What you are pushing here is a form of "Moral Relativism". I'm not so much a fan of the late Alexander Hamilton, but he did make one astute observation a long time ago: _"Those who stand for nothing fall for anything._ And all of this hinges on certain "Absolutes".


----------



## CharlieM1958 (Nov 7, 2006)

I certainly agree with you when it come to people arguing factual points without actually knowing the facts. It's rarely black and white, though. Most of the points people are divided over are a mixture of facts, emotions, conclusions, inferences, and moral interpretations.

When it comes to moral relativism, I stand guilty as charged. As you stated , there are certain moral absolutes that have come to exist because they enable humans to function successfully in groups. However, the details of how those moral absolutes are interpreted and applied change from culture to culture and generation to generation. (Women's roles in society, for example.)


----------



## DanYo (Jun 30, 2007)

> My Lord, ain t Socialism just great! Nothing like taking from the producers and distributing it all to the non-producers. What s not to love,............unless you are a producer of course.

**DIRECTION 1**.
In the forum thread, what observation is credited to Alexander Hamilton?
The forum thread and the listing come from separate, unrelated sources.

(Items from a labeling collection)
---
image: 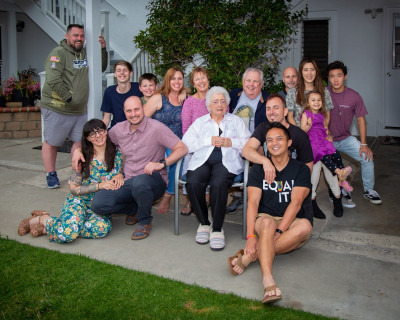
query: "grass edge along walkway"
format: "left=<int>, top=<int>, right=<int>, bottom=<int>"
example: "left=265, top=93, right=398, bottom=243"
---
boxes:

**DIRECTION 2**.
Please output every line of the labeling listing as a numbered list, skipping blank lines and leaving the pictures out.

**EXERCISE ANSWER 1**.
"Those who stand for nothing fall for anything."

**EXERCISE ANSWER 2**.
1. ---
2. image: 
3. query: "grass edge along walkway"
4. format: "left=<int>, top=<int>, right=<int>, bottom=<int>"
5. example: "left=265, top=93, right=398, bottom=243"
6. ---
7. boxes:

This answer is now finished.